Box annotations for photos
= = = =

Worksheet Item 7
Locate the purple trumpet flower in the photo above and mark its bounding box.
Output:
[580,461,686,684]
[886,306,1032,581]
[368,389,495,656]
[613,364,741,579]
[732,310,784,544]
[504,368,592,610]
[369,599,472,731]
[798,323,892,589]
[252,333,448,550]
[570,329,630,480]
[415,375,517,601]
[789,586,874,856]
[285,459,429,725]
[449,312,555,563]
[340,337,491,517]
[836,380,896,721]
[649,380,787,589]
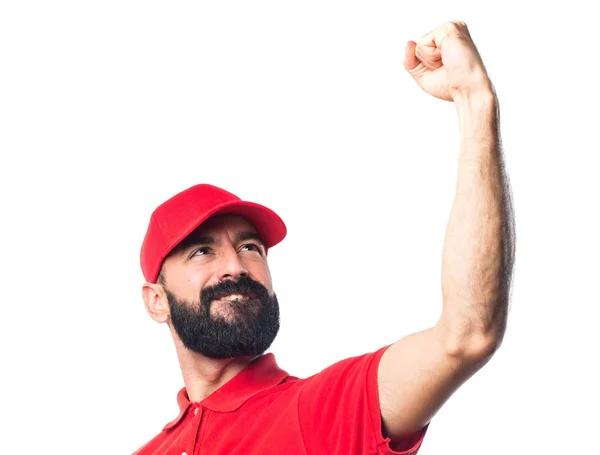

= = = =

#### Task to carry out:
Lay out every line of the data as a numbered list, skipping blank lines. Leave the pictures out of your answer.

#### Result of the task:
1. Worksheet Item 7
2. Locate the purple trumpet flower in the photo above and mark its bounding box.
3. Output:
4. [580,461,686,684]
5. [886,306,1032,581]
6. [368,389,495,656]
7. [613,364,741,579]
8. [732,310,784,544]
9. [504,368,592,610]
10. [369,599,472,731]
11. [798,323,892,589]
12. [252,333,448,550]
13. [570,329,630,480]
14. [415,375,517,601]
15. [789,586,874,856]
16. [285,459,429,725]
17. [449,312,555,563]
18. [340,337,491,517]
19. [836,380,896,721]
20. [649,380,787,589]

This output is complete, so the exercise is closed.